[EXTRAIT]

##########

# Erreur de connexion application Facebook



## Natacha28 (24 Mars 2021)

Bonjour,
Depuis maintenant 2mois, je n’arrive pas à me connecter sur mon application Facebook, le message suivant s’affiche : Erreur de Connexion Une erreur inattendue s’est produite Veuillez essayer de vous reconnecter 
J’ai désinstallé l’application et réinstallée, j’ai la dernière version de l’IOS 14.4.1, mes identifiants sont les bons car j’arrive à me connecter sur mon compte FB sur mon ordi et en passant par Safari sur mon IPhone , j’ai réinitialiser les paramètres réseaux, j’ai éteins mon téléphone et rallumé mais rien de tout ça fonctionne... j’ai signalé mon problème à Fb mais pas de solutions apportées... 
Quelqu’un aurait une idée pour m’aider à résoudre mon problème svp ? 
Natacha


----------



## Rannvro (25 Mars 2021)

Bonsoir,

Vous pourriez essayer ceci :

- Passez de la connection Wifi à la 4G ou autre en ayant désactivé le Wifi à moins que ce soit déjà le cas.

##########

[TRAVAIL DEMANDÉ] Citez textuellement la partie du fil de discussion qui s'ouvre sur les mots « # Erreur de » et se clôt sur « problème svp ? ».

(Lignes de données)
##########

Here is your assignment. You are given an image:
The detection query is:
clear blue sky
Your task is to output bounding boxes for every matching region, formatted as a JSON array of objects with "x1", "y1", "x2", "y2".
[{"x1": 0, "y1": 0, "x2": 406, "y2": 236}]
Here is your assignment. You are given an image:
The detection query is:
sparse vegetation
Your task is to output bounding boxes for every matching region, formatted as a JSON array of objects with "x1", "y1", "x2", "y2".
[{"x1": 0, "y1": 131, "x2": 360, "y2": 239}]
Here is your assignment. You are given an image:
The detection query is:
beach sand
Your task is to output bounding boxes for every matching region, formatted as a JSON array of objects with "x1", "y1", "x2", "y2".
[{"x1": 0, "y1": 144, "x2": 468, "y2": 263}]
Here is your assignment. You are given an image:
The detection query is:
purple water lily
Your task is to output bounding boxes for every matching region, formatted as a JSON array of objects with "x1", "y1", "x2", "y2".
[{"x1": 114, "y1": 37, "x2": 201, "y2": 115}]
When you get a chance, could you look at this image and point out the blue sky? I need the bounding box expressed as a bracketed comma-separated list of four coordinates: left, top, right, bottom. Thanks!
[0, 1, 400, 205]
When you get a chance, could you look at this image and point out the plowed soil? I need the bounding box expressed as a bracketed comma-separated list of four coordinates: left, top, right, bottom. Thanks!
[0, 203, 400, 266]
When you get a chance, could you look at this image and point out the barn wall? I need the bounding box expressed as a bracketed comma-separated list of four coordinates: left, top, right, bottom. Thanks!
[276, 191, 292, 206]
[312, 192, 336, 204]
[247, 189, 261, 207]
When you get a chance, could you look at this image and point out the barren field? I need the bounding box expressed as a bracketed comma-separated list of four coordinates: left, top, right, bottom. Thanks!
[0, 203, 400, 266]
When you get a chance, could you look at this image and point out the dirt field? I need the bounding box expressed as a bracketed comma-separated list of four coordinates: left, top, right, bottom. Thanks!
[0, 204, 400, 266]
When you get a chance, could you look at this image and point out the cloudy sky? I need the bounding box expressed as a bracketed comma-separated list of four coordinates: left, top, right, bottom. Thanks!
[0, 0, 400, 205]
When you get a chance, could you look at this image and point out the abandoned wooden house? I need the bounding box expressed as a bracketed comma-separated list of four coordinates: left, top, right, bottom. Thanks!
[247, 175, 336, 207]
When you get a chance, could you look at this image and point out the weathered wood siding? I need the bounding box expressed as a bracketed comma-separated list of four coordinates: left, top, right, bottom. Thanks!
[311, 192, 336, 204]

##########

[CORRIGÉ]
# Erreur de connexion application Facebook



## Natacha28 (24 Mars 2021)

Bonjour,
Depuis maintenant 2mois, je n’arrive pas à me connecter sur mon application Facebook, le message suivant s’affiche : Erreur de Connexion Une erreur inattendue s’est produite Veuillez essayer de vous reconnecter 
J’ai désinstallé l’application et réinstallée, j’ai la dernière version de l’IOS 14.4.1, mes identifiants sont les bons car j’arrive à me connecter sur mon compte FB sur mon ordi et en passant par Safari sur mon IPhone , j’ai réinitialiser les paramètres réseaux, j’ai éteins mon téléphone et rallumé mais rien de tout ça fonctionne... j’ai signalé mon problème à Fb mais pas de solutions apportées... 
Quelqu’un aurait une idée pour m’aider à résoudre mon problème svp ?